» **Passage to read**:
⟨

In August 1914 sixty-six astronomers from around the United States gathered at Northwestern for their annual meeting, four days of scientific talks, official business, concerts, and social excursions to Lake Michigan. It was the conference when the astronomers unanimously voted to change their title from the Astronomical and Astrophysical Society of America to simply the American Astronomical Society. At the same time, a young man named Edwin Hubble, a graduate student at the Yerkes Observatory, in Wisconsin, was elected for membership.

The presentations were made in the lecture room of the university's Swift Hall of Engineering. Slipher's paper, one of forty-eight read at the meeting, was titled “Spectrographic Observations of Nebulae.” At the start of his talk, Slipher told the audience that he began his investigations simply to obtain a spiral nebula's spectrum, but went on to say that the exceptional velocity of the Andromeda nebula made him shift his attention to the velocities themselves. The average speed of the spirals, he reported, was now “about 25 times the average stellar velocity.” Of the fifteen spiral nebulae he had observed so far, three were approaching Earth, the rest were moving away. The velocities ranged from “small,” as it was recorded on his list, to an astounding 1,100 kilometers per second. That was the greatest celestial speed ever measured up to that time.

⟩

» **Given entries**:
⟨

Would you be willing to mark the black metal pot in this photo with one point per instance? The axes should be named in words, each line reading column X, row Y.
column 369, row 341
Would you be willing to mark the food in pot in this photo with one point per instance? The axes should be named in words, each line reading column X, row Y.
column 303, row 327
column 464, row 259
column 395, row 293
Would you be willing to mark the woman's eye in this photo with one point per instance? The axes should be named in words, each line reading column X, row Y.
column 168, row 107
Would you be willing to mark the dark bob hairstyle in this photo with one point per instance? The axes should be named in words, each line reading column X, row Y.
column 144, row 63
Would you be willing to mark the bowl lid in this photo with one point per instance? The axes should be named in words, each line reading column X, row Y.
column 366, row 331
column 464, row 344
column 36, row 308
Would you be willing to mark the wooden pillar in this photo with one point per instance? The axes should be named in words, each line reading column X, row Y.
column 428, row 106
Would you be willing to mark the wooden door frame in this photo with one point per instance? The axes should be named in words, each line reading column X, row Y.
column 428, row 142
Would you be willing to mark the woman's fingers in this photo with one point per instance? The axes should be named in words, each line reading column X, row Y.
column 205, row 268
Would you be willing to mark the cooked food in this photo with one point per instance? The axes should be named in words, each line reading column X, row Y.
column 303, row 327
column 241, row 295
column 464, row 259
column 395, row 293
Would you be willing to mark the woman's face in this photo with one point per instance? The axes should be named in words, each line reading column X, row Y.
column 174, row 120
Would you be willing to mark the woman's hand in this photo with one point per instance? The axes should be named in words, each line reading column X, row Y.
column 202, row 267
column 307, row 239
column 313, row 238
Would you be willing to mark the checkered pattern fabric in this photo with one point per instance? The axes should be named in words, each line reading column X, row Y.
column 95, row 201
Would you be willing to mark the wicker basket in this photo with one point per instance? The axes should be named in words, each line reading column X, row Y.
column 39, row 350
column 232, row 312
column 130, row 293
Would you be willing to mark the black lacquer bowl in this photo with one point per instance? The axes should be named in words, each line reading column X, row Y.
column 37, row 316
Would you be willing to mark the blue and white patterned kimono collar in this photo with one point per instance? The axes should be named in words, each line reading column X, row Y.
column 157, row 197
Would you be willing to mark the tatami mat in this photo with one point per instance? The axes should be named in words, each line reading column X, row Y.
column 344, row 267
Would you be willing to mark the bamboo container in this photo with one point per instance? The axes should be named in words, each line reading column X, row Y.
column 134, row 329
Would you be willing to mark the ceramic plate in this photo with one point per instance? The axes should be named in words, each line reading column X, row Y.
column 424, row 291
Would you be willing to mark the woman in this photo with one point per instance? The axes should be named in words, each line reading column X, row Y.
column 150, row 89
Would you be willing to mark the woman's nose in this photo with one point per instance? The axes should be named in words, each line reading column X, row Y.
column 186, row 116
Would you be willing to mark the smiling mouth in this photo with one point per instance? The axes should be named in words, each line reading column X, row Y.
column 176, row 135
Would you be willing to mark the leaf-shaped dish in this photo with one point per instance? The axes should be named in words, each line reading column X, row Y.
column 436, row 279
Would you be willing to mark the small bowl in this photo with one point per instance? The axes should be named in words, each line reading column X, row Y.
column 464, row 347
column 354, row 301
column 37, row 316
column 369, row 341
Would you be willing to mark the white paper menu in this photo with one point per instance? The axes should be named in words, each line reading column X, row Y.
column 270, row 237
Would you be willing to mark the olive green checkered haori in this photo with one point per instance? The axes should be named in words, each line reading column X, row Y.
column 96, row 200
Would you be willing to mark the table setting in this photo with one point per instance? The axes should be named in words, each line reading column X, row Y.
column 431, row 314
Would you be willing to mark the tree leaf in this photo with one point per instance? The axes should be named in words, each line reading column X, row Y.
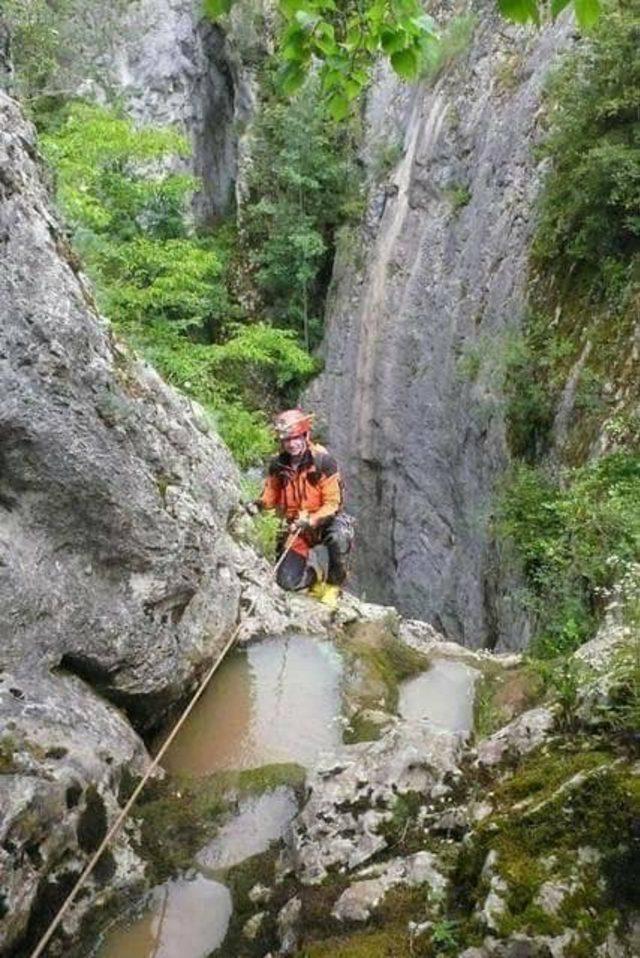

⟩

» **Stated exercise**: Write out the passage about the 1914 astronomers' meeting word for word. None of the data has any bearing on what comes next.

» **The reply**:
In August 1914 sixty-six astronomers from around the United States gathered at Northwestern for their annual meeting, four days of scientific talks, official business, concerts, and social excursions to Lake Michigan. It was the conference when the astronomers unanimously voted to change their title from the Astronomical and Astrophysical Society of America to simply the American Astronomical Society. At the same time, a young man named Edwin Hubble, a graduate student at the Yerkes Observatory, in Wisconsin, was elected for membership.

The presentations were made in the lecture room of the university's Swift Hall of Engineering. Slipher's paper, one of forty-eight read at the meeting, was titled “Spectrographic Observations of Nebulae.” At the start of his talk, Slipher told the audience that he began his investigations simply to obtain a spiral nebula's spectrum, but went on to say that the exceptional velocity of the Andromeda nebula made him shift his attention to the velocities themselves. The average speed of the spirals, he reported, was now “about 25 times the average stellar velocity.” Of the fifteen spiral nebulae he had observed so far, three were approaching Earth, the rest were moving away. The velocities ranged from “small,” as it was recorded on his list, to an astounding 1,100 kilometers per second. That was the greatest celestial speed ever measured up to that time.